Każdy problem niedostosowania społecznego czy nawet konfliktu z prawem, alkoholizmu narkomanii jest inny. Statystyki są nieubłagane:
  • Piwo pije 73% chłopców i 67% dziewcząt
  • Wino 69% chłopców i 36% dziewcząt
  • Wódkę zaś odpowiednio 14% i 7%
Podobno według badań, prawie każdy młody człowiek zna albo dilera, albo osoby, które biorą narkotyki. Znaczna ich część również chociaż raz ich spróbowała. Są obecne na dyskotekach i prywatkach.

Po Sylwestrze oburzenie; młodzież chlała, ćpała i rzygała.
Nie znam wieku tych oburzonych, ale widać nie są w moim, bo inaczej pamiętaliby, że w każdym pokoleniu jest narzekanie na młodzież i w każdym pokoleniu aktualne jest przysłowie – „Zapomniał wół jak cielęciem był”. Nawet za komuny, kiedy wolno było chodzić po mieście tylko do 20-tej, a za papierosy i alkohol wylatywało się ze szkoły, młodzież nie była wolna ani od picia, ani od wąchania czy narkotyków. Seks też nie był tylko małżeński. Czy można mówić o podobnej skali? Nie wiem, bo wtedy o tym się ani nie mówiło, ani nie pisało. Mogę posługiwać się swoimi obserwacjami. W ogólniaku byliśmy grzeczni, a jeśli był alkohol, to w domu, gdy rodzice wyjechali. Inaczej rzecz miała się w internatach. Tu tradycyjnie znajdowano sposoby na późne powroty i czasem lała się czysta z czerwoną kartką lub bełt.
Za to życie studenckie, chyba było podobne jak dziś. Od imprez nikt nie stronił, a  akademik mimo pilnowania porządku przez jawnych i tajnych cerberów, nierzadko chwiał się od nadużycia procentów, zwłaszcza po zaliczeniach czy egzaminach.

(Dane źródłowe)

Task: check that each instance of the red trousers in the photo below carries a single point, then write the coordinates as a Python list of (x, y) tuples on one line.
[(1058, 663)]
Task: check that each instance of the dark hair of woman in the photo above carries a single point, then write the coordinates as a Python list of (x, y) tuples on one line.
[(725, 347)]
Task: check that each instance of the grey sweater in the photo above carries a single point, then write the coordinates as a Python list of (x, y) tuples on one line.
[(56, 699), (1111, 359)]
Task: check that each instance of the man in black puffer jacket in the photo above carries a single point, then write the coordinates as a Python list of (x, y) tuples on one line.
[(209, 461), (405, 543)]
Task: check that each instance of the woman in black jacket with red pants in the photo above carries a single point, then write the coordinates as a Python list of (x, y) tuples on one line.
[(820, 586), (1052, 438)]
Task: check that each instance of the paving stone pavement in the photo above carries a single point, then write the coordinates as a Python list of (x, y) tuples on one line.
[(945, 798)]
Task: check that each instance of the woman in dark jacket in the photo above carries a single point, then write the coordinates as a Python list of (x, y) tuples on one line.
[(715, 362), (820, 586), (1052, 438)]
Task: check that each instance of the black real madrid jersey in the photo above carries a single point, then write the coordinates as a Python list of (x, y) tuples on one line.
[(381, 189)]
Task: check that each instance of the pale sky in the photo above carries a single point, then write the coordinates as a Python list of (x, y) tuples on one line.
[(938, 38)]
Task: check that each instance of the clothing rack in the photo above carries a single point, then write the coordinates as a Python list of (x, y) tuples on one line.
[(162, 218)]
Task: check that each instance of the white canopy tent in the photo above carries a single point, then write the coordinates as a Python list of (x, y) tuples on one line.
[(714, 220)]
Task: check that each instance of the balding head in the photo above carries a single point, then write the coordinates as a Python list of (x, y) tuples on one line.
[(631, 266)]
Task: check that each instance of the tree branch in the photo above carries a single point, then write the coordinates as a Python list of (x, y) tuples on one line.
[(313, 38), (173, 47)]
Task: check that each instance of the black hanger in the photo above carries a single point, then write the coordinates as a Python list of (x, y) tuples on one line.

» **Zadanie do wykonania**:
Oceń, czy poniższe stwierdzenia są zgodne z tekstem o piciu i narkotykach wśród młodzieży, odpowiadając przy każdym „tak” lub „nie” i przytaczając dosłownie rozstrzygające słowa tekstu.
1. Wino pije więcej dziewcząt niż chłopców.
2. Za komuny za papierosy i alkohol można było wylecieć ze szkoły.
3. Życie studenckie przedstawiono jako zupełnie inne niż dzisiejsze.

» **Wynik**:
1. Nie: „Wino 69% chłopców i 36% dziewcząt”.
2. Tak: „a za papierosy i alkohol wylatywało się ze szkoły”.
3. Nie: „Za to życie studenckie, chyba było podobne jak dziś”.